-- begin --
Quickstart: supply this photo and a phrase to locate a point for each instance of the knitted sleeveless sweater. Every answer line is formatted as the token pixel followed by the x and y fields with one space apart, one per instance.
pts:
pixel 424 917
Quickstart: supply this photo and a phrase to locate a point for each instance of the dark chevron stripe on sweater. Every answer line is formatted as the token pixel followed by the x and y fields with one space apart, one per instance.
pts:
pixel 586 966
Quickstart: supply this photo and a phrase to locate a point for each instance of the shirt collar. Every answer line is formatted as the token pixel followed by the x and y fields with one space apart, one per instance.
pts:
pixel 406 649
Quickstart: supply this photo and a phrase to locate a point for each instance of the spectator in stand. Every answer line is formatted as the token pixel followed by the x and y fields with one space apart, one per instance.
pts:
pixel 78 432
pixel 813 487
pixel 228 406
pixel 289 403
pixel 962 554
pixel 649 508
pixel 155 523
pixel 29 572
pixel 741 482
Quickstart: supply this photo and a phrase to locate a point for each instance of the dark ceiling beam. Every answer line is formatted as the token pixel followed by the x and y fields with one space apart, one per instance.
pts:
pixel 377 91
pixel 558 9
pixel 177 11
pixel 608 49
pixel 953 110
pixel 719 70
-- end --
- _Exercise goal_:
Update the data above, changing every "Quickstart" to "Usage" and leaving all other text as it is.

- _Exercise output_:
Usage: supply this photo and a phrase to locate a point for each instance of the knitted sleeveless sweater. Every answer line is formatted as the token pixel followed by the x and y fields with one space apart, one per instance.
pts:
pixel 424 917
Usage: supply this photo and a phrase to locate a point for each instance of the dark chevron stripe on sweater. Every answer line is formatted as the token pixel followed by the x and y fields with one space apart, one per instance.
pts:
pixel 586 966
Usage: supply this photo and a phrase to locate a point for each instance of the shirt collar. Every answer line is formatted as the token pixel followed by the x and y fields with one space apart, one per instance.
pts:
pixel 406 649
Usage: supply this photo and a phrase to locate a point for each instance of the spectator in stand. Every answer line is formatted as the token pixel followed by the x and y fields with one space apart, one per instance.
pts:
pixel 78 432
pixel 813 487
pixel 228 406
pixel 289 403
pixel 962 554
pixel 649 508
pixel 155 523
pixel 29 572
pixel 741 482
Usage: supply this photo and a phrase to locate a point for each instance of the dark ceiling beam. Every answer line is formatted as the token pixel followed by the x and y fields with one space apart, one per instance.
pts:
pixel 377 91
pixel 558 9
pixel 177 11
pixel 608 49
pixel 953 110
pixel 719 70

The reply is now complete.